##### PROVIDED DATA
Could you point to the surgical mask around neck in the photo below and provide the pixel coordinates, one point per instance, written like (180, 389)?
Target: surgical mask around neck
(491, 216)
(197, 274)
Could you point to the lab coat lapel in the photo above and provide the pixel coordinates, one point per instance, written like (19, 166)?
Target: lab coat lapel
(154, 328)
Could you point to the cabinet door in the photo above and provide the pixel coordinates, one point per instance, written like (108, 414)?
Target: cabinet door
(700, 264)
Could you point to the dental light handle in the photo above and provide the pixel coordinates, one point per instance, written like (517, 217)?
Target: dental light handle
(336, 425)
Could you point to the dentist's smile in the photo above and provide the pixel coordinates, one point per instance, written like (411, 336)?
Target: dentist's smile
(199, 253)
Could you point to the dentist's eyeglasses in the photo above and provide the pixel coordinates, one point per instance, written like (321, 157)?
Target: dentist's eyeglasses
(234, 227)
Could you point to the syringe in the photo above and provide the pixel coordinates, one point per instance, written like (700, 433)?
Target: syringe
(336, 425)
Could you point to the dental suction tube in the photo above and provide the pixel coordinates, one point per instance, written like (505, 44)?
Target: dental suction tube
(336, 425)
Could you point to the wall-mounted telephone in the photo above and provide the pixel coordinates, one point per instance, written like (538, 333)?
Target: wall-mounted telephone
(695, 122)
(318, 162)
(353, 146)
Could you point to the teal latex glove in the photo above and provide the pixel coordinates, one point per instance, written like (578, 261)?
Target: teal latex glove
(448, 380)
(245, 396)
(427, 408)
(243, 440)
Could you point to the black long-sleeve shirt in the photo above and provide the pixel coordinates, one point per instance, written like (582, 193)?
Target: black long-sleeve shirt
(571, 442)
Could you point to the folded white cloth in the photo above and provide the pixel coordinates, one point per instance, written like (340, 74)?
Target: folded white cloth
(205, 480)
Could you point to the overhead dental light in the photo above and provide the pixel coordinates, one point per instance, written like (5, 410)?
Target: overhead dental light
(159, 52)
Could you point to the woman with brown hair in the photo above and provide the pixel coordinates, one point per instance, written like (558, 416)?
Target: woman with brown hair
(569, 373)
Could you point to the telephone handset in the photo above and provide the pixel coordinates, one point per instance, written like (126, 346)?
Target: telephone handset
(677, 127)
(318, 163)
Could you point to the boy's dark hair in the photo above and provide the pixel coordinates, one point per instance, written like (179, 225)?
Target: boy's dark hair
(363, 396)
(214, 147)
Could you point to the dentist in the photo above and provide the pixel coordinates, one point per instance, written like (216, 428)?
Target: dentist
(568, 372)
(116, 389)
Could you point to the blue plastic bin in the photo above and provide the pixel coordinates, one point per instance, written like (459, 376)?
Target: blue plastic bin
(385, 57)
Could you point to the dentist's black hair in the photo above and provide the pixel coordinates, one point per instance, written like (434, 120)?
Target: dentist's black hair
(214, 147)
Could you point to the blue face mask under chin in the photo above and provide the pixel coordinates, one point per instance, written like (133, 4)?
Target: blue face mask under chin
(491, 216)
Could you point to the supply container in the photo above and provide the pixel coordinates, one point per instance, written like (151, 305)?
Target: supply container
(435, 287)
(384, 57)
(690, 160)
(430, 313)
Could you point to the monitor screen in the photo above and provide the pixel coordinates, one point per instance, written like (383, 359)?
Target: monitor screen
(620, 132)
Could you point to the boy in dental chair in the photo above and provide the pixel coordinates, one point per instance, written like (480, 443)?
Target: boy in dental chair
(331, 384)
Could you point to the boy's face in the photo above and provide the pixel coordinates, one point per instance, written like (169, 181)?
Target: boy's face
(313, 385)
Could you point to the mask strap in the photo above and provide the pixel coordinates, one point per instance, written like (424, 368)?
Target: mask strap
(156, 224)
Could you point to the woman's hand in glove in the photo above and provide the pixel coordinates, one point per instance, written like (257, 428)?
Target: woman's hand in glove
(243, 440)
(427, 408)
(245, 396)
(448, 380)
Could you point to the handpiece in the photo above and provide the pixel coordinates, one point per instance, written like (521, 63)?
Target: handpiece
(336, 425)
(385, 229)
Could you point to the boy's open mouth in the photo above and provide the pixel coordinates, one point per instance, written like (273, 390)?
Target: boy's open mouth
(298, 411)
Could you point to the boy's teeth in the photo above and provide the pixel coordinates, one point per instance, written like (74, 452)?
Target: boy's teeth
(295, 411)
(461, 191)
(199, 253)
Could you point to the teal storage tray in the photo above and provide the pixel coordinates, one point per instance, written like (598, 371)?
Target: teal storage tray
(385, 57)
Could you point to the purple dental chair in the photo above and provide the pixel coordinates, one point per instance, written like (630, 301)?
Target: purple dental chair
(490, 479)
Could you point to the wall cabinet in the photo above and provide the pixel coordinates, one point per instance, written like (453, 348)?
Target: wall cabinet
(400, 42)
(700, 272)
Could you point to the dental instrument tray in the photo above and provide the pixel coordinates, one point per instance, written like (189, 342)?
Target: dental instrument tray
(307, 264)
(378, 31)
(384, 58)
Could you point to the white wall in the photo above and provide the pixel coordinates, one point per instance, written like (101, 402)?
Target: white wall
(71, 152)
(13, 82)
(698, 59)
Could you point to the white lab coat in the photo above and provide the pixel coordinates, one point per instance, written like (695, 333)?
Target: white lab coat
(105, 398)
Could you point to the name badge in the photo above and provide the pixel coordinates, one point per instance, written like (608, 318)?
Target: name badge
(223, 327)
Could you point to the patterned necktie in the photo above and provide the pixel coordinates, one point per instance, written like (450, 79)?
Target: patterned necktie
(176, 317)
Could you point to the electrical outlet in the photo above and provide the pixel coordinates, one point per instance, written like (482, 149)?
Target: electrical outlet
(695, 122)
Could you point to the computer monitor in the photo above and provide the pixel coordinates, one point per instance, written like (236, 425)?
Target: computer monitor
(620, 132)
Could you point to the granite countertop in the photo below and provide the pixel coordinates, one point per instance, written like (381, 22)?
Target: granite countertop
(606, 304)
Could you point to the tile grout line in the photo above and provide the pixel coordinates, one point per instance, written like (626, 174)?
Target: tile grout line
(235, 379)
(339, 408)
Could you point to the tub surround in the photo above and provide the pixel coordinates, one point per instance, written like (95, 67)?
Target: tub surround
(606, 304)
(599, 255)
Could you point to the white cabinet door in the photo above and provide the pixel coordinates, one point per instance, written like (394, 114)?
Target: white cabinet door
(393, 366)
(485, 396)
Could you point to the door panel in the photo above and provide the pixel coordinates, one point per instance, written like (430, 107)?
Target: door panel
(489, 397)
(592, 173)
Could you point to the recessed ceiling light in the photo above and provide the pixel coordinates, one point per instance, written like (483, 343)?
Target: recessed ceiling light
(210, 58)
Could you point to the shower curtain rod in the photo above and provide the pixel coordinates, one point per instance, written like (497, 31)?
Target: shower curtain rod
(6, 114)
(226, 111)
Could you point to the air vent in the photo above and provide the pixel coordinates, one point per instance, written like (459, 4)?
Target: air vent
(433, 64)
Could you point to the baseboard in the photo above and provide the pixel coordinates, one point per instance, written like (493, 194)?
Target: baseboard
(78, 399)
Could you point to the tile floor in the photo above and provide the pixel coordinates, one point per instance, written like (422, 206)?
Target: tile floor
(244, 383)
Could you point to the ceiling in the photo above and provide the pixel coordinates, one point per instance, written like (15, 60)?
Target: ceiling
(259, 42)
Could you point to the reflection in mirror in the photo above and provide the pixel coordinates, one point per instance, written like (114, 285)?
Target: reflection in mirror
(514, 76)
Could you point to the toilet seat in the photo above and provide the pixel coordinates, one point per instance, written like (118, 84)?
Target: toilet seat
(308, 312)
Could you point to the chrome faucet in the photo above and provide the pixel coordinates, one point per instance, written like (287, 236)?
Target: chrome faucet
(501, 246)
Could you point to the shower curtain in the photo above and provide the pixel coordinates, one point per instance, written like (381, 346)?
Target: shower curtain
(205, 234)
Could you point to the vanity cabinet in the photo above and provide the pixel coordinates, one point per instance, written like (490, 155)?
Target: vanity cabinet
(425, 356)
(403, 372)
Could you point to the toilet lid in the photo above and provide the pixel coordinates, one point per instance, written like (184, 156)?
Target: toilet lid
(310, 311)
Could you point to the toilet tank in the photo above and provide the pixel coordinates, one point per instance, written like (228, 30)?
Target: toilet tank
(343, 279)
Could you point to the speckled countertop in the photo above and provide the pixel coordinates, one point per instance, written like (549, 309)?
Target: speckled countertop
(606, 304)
##########
◆ GIVEN TASK ◆
Print again the material above, limited to the lines from the one holding "Could you point to the vanity" through the last, inclusive.

◆ ANSWER TO THIS PROBLEM ◆
Could you point to the vanity cabinet in the photo above and provide the pixel coordinates, one point per instance, written like (490, 155)?
Target: vanity cabinet
(425, 356)
(403, 372)
Could you point to the toilet lid in the photo above and provide the pixel coordinates, one point per instance, written like (184, 156)?
Target: toilet lid
(310, 311)
Could you point to the toilet tank in the photo above and provide the pixel coordinates, one point per instance, written like (228, 30)?
Target: toilet tank
(343, 279)
Could you point to the speckled countertop in the photo above and provide the pixel coordinates, one point per instance, written like (549, 309)?
Target: speckled countertop
(606, 304)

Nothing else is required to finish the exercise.